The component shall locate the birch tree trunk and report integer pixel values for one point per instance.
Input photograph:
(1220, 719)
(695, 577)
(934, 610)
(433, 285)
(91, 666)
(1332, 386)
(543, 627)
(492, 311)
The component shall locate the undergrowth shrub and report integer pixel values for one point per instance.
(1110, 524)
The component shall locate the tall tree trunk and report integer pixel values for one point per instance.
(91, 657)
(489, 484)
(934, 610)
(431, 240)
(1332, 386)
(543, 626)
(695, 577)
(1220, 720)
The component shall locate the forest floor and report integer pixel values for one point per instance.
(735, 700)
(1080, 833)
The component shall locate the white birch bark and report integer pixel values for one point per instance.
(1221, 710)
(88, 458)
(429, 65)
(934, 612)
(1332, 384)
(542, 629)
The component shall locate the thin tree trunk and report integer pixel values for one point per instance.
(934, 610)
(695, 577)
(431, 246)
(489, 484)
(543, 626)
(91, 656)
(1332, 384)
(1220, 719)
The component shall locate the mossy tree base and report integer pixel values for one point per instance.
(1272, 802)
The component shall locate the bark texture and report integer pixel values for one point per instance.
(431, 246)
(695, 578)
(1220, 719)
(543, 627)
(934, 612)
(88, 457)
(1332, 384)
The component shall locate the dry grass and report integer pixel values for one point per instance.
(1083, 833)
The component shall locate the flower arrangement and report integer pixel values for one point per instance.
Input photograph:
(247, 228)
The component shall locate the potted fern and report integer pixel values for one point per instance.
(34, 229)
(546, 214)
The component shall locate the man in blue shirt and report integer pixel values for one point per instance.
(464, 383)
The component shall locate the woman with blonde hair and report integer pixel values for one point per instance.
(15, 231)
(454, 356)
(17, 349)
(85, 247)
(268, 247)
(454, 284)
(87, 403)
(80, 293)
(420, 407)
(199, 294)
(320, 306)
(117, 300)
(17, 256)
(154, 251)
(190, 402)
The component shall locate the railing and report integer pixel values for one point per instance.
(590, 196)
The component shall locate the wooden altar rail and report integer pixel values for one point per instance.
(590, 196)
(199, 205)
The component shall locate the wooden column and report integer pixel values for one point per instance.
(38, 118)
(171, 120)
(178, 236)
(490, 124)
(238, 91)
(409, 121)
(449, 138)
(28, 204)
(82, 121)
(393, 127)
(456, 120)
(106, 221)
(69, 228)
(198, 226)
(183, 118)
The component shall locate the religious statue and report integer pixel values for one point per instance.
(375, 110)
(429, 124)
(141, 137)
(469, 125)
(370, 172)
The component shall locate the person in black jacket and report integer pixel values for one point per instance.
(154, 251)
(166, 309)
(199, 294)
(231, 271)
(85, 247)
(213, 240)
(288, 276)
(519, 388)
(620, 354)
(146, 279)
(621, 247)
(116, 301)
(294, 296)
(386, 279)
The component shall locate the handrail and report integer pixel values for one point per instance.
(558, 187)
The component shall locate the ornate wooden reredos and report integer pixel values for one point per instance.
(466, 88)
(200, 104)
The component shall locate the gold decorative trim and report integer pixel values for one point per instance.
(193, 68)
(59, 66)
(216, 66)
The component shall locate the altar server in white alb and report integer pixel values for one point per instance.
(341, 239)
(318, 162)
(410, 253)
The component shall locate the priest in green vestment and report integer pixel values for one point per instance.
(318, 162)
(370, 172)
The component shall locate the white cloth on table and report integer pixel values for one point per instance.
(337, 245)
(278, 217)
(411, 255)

━━━

* ACTIVITY *
Every entry above must be copied exactly.

* EXERCISE SOLUTION *
The component shall locate the birch tree trunk and report integer pixel values for one point per instance.
Input photograph:
(1220, 719)
(695, 577)
(934, 610)
(433, 285)
(91, 666)
(1332, 386)
(543, 627)
(492, 311)
The component shall locate the undergrowth shrub and report integer pixel values for one point per instance.
(1110, 524)
The component shall locate the tall tree trunk and report integer pixel values for one point per instance.
(91, 657)
(489, 484)
(934, 610)
(431, 240)
(1332, 386)
(543, 626)
(695, 577)
(1220, 720)
The component shall locate the forest floor and report integer pixel values for one point per instance.
(735, 700)
(1080, 833)
The component shall locate the white birch bark and report integer pixel values for one point per instance.
(1221, 710)
(88, 458)
(429, 65)
(934, 612)
(1332, 384)
(542, 629)
The component shall locate the thin tree trunk and report integer pixel values for one point per instance.
(934, 610)
(695, 577)
(431, 246)
(489, 484)
(543, 626)
(91, 656)
(1332, 384)
(1220, 719)
The component shall locate the mossy tree base and report integer pixel values for one point per instance.
(1272, 802)
The component shall locate the bark texture and report integer pixel values for one point per instance.
(431, 246)
(695, 578)
(1220, 719)
(543, 627)
(934, 612)
(88, 457)
(1332, 384)
The component shall locate the dry grass and report integer pixel values for one point per instance.
(1083, 833)
The component shall locate the flower arrangement and report integer pixel values for one point per instance.
Input photograph:
(247, 228)
The component shall locate the potted fern and report integer pixel values for one point per instance.
(34, 229)
(546, 214)
The component shall locate the man in blue shirt and report integer pixel values for one point per instance.
(464, 383)
The component shall locate the woman with blonde hair and report integer pixel values for one point per instance.
(15, 231)
(454, 356)
(17, 349)
(85, 247)
(268, 247)
(454, 284)
(87, 403)
(80, 293)
(420, 407)
(199, 294)
(320, 306)
(117, 300)
(17, 256)
(154, 251)
(190, 402)
The component shall locate the railing and report integer pixel values for one point per instance.
(590, 196)
The component shall locate the wooden altar rail and report integer pixel values for one point per instance.
(590, 196)
(199, 205)
The component shall locate the wooden column and report integer pixel values for one point per instance.
(38, 118)
(171, 120)
(178, 236)
(490, 124)
(238, 91)
(409, 121)
(449, 138)
(28, 204)
(82, 121)
(393, 127)
(456, 120)
(106, 221)
(69, 228)
(198, 226)
(183, 118)
The component shall locate the religious statue and report integer pixel values for one point per instance.
(375, 110)
(429, 124)
(141, 137)
(469, 125)
(370, 172)
The component shall locate the person in black jacket and report integer pixel values for one point per instance.
(154, 251)
(166, 309)
(199, 294)
(231, 271)
(85, 247)
(213, 240)
(288, 276)
(519, 388)
(620, 354)
(146, 279)
(621, 247)
(116, 301)
(294, 296)
(386, 279)
The component shall locate the handrail and report integer pixel values for one point per instance.
(558, 187)
The component shall locate the ornate wooden reredos and report integer pixel values for one point per instance.
(466, 88)
(200, 104)
The component shall locate the gold decorative trim and report integer pixel values for one point per instance.
(193, 68)
(59, 66)
(216, 66)
The component shall locate the altar server in white alb and report integer pixel values for one point per instance.
(341, 239)
(318, 162)
(410, 253)
The component shall locate the priest in green vestment and report integer pixel values for one point per instance.
(318, 162)
(370, 172)
The component shall locate the white cloth on table and report integer pixel values for one point per instance.
(337, 245)
(278, 217)
(411, 255)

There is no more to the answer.